Text for analysis
------
I approached the paper with a lot of skepticism. But after reading through it and reflecting on the numerous conversations I've had with people who justify Second Life affairs through extremely creative rationales, I suspect the theory explains al least part of the phenomenon.

Saturday, January 29, 2011

Improvisation and Emergent Avatar Identity

A reasonable hypothesis is that to be creative you have to have this weird dissociation in your frontal lobe, one area turns on and a big area shuts off so that you're not inhibited, so that you're willing to make mistakes, so that you're not constantly shutting down all of these new generative impulses. Charles Limb: Your brain on improv 
Despite three years of avatar identity hacking, I still don't really understand how Botgirl came into being or continues to exist as a viscerally distinct persona. One way I've tried to understand what's going on with we is by viewing the experience of avatar identity through the context of other phenomena in the same ballpark, like ventriloquism, trance channeling and fictional characters who seem to write themselves.

Whatever is going on with multiple personas through the software of psychology, it's running on the hardware of biology and neurology. So I found the research recounted in this video about what happens in the brain during musical improvisation to be very interesting and possibly related.

I sponsored an informal investigation a few years ago on whether a personality test showed differences between human and avatar identities. It would be interesting to try something similar with a focus on what's happening in the brain. In any case, the presentation captured in this video is intriguing and entertaining on its own merits. Enjoy!

Friday, January 14, 2011

This is Your Culture on Multi-Tasking

If men learn this, it will implant forgetfulness in their souls; they will cease to exercise memory because they rely on that which is written, calling things to remembrance no longer from within themselves, but by means of external marks. What you have discovered is a recipe not for memory, but for reminder. And it is no true wisdom that you offer your disciples, but only its semblance, for by telling them of many things without teaching them you will make them seem to know much, while for the most part they know nothing, and as men filled, not with wisdom, but with the conceit of wisdom, they will be a burden to their fellows. Plato
People have been fretting about the impact of technology on the human mind (and soul) for at least a couple thousand years. The latest version is a controversy about the psychological impact of multi-tasking and computer gaming. A stream of books, blog posts, articles and television reports have used preliminary research to jump to a variety of conclusions ranging from fried teen brains to enhanced human potential.
------
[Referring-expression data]

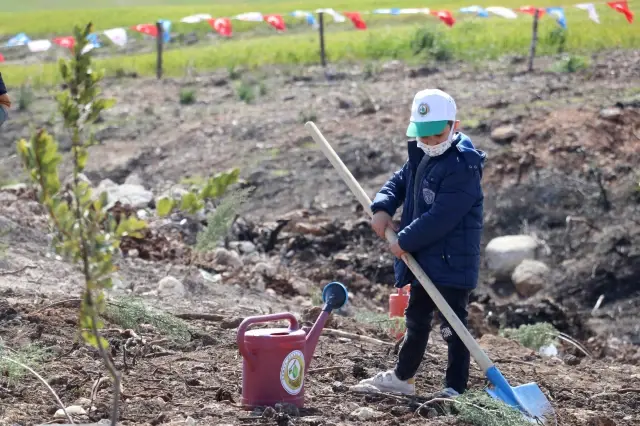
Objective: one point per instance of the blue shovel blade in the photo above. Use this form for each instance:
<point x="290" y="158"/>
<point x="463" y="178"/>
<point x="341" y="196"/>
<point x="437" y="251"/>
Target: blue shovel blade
<point x="527" y="398"/>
------
Exercise details
Copy the blog post from "Whatever is going" to "and possibly related." and change "biology" to "physiology" along the way.

Response below
Whatever is going on with multiple personas through the software of psychology, it's running on the hardware of physiology and neurology. So I found the research recounted in this video about what happens in the brain during musical improvisation to be very interesting and possibly related.